#### [Page excerpt]
--- --- ---

At the request of John Baptist Miège, Vicar Apostolic of Leavenworth, two Benedictine monks arrived in Atchison from Doniphan and opened St. Benedict's College, a boarding school, in 1858. It was named for Benedict of Nursia, founder of modern western monasticism. The mainly classical school curriculum was intended to prepare students for the priesthood. The monks, who had recently arrived in the Kansas Territory, then moved their community to Atchison and founded the present-day St. Benedict's Abbey. It expanded to include commerce subjects to cater to the needs of the local population, which was primarily pioneers and settlers. Over the years the college continued to expand and by 1927 it was an accredited four-year liberal arts college.

In 1863, the Benedictine Sisters of Mount St. Scholastica, whose namesake is Benedict of Nursia's twin sister Scholastica, arrived in Atchison and founded St. Scholastica's Academy (now Maur Hill–Mount Academy) for local young women. In 1924, Mount St. Scholastica's Junior College was opened so these young women could continue their tertiary education. It became a senior college in 1932 and was authorized to confer bachelor degrees.

In 1970, Alcuin Hemmen, president of St. Benedict's College, announced that St. Benedict's would become a co-educational college. Mary Noel Walter, president of Mount St. Scholastica College, had been proposing a merger of the two colleges for over a year. Following Alcuin's announcement, Walter organized discussion of a merger. It was agreed upon, and the universities merged on July 1, 1971, to form the current Benedictine College. The separate colleges' corporations remain in existence for scholarships and land ownership purposes and allowed the newly formed college a free 50-year lease of the separate colleges' facilities on their campuses. Benedictine College terminated the lease of the facilities from Mount St. Scholastica College on October 1, 1989, amidst financial hardship. It continues to lease property from St. Benedict's College.

--- --- ---

#### [Source information]
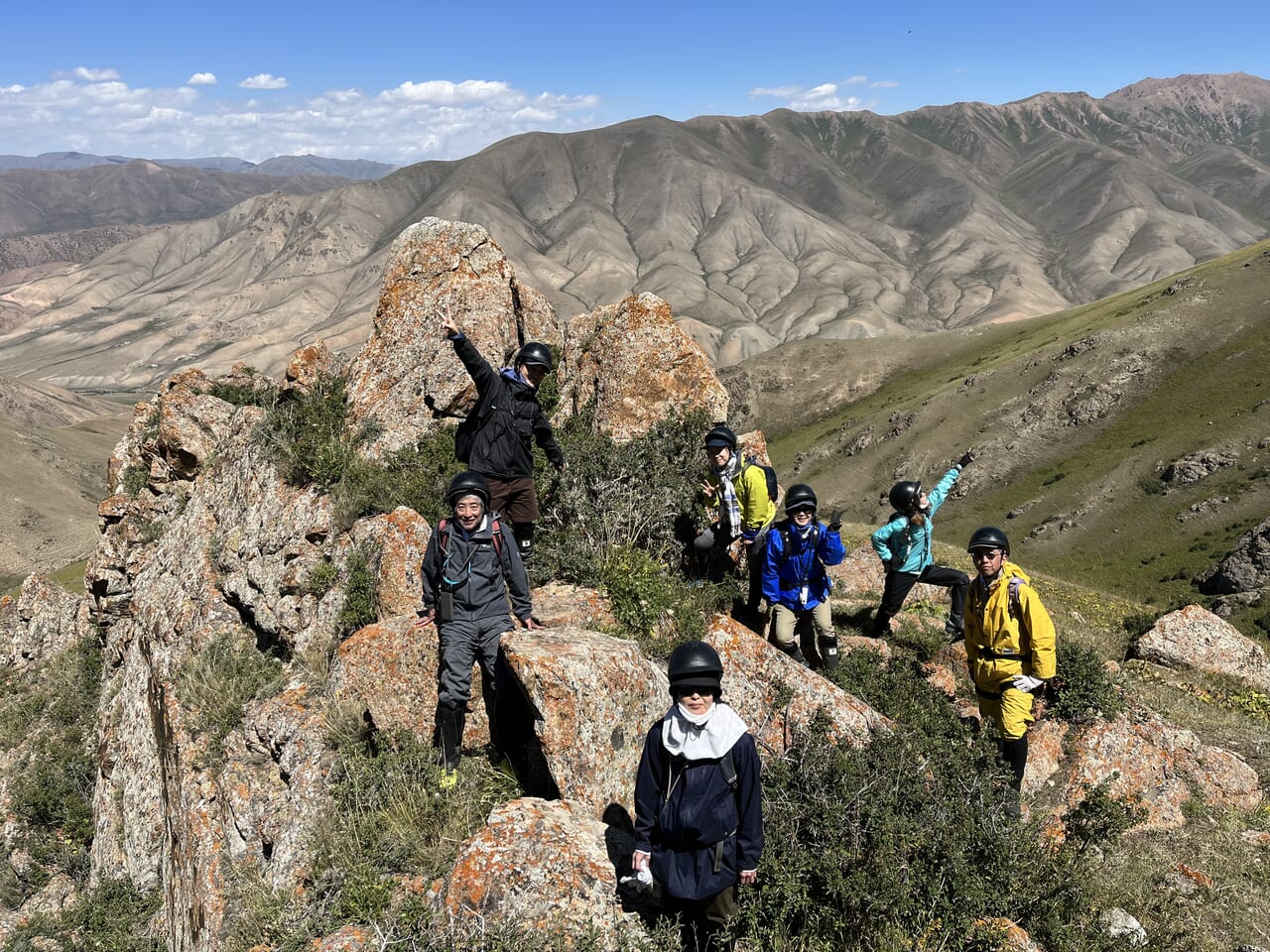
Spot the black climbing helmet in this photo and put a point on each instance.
(695, 664)
(720, 434)
(467, 484)
(798, 497)
(905, 497)
(988, 537)
(535, 353)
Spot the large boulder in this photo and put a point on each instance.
(1245, 569)
(1157, 765)
(633, 365)
(44, 621)
(407, 379)
(545, 867)
(592, 698)
(1197, 639)
(779, 697)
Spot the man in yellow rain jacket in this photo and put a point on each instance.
(1008, 645)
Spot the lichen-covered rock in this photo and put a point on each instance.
(633, 365)
(559, 604)
(1197, 639)
(407, 379)
(593, 697)
(390, 670)
(1157, 765)
(541, 866)
(277, 783)
(312, 363)
(753, 671)
(42, 622)
(399, 539)
(1246, 569)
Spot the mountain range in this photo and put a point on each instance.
(757, 230)
(278, 166)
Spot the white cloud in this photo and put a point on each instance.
(411, 122)
(775, 91)
(94, 75)
(263, 80)
(824, 98)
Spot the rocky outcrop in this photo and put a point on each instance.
(407, 379)
(1197, 466)
(779, 697)
(633, 365)
(1246, 569)
(1153, 763)
(544, 867)
(42, 622)
(1196, 639)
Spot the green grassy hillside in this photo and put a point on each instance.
(1072, 417)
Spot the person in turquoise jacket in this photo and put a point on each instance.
(903, 544)
(795, 583)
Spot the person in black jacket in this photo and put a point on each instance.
(467, 574)
(509, 421)
(698, 824)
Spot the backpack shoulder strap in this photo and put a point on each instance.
(495, 530)
(729, 771)
(1016, 610)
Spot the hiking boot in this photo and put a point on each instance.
(794, 652)
(828, 653)
(1014, 809)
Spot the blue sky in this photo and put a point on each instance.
(403, 82)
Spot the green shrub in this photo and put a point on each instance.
(638, 494)
(905, 843)
(50, 716)
(361, 592)
(113, 916)
(135, 479)
(220, 680)
(1082, 688)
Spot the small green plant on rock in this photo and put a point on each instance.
(220, 680)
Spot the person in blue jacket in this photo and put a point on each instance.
(794, 579)
(698, 825)
(905, 547)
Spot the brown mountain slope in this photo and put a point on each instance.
(1075, 419)
(757, 230)
(73, 214)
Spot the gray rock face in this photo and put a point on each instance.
(1246, 569)
(407, 379)
(1197, 639)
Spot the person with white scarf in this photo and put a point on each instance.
(698, 802)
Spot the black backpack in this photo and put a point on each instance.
(465, 434)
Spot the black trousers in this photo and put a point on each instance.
(899, 584)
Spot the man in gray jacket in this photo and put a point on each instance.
(467, 572)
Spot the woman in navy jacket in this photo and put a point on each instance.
(698, 802)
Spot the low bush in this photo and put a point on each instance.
(113, 916)
(638, 494)
(1082, 689)
(50, 787)
(361, 592)
(220, 680)
(905, 843)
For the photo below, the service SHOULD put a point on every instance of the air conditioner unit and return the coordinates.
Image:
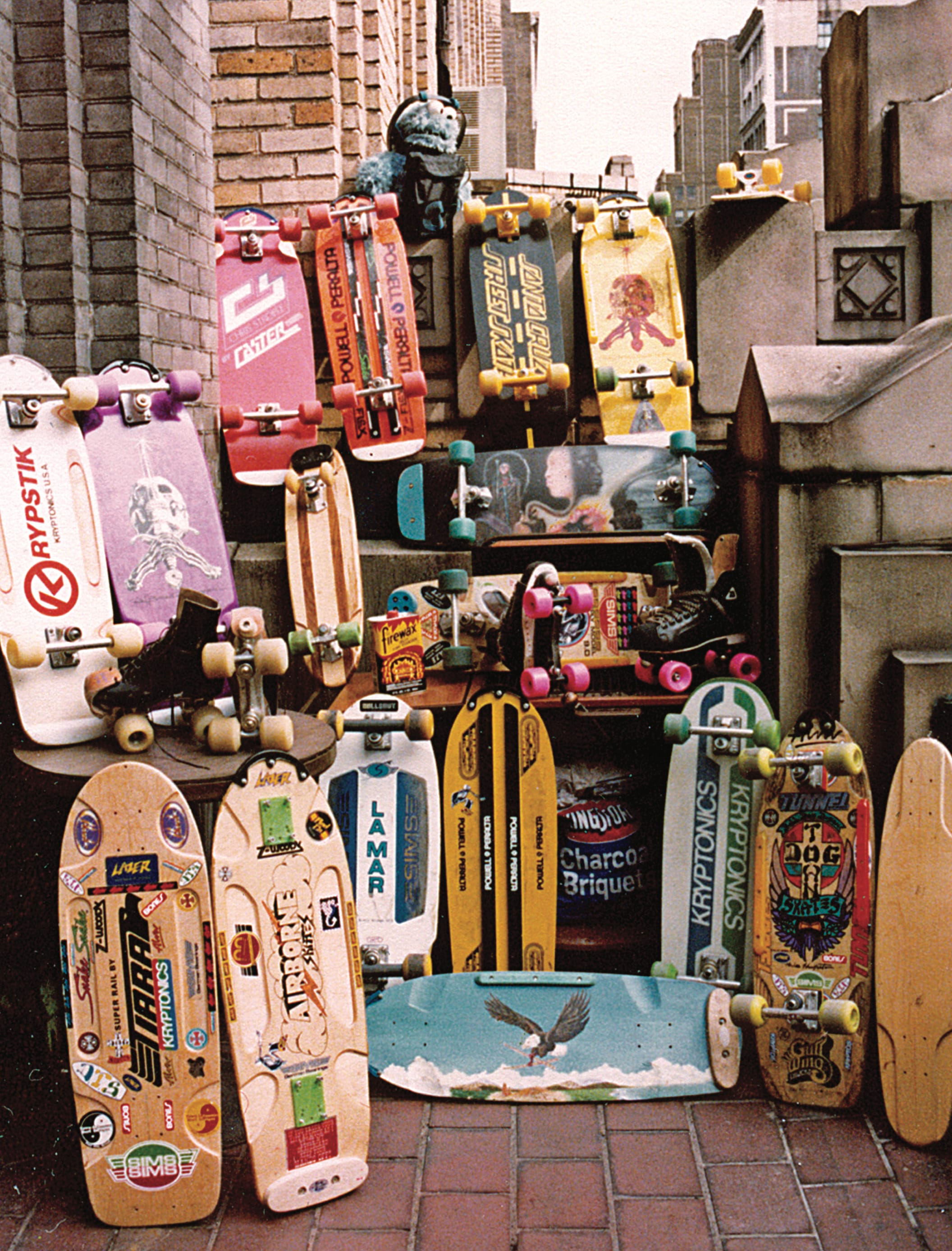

--- --- ---

#### [Task details]
Reproduce word for word the part of the Benedictine College history starting at "In 1863, the" and ending at "confer bachelor degrees.".

#### [Output below]
In 1863, the Benedictine Sisters of Mount St. Scholastica, whose namesake is Benedict of Nursia's twin sister Scholastica, arrived in Atchison and founded St. Scholastica's Academy (now Maur Hill–Mount Academy) for local young women. In 1924, Mount St. Scholastica's Junior College was opened so these young women could continue their tertiary education. It became a senior college in 1932 and was authorized to confer bachelor degrees.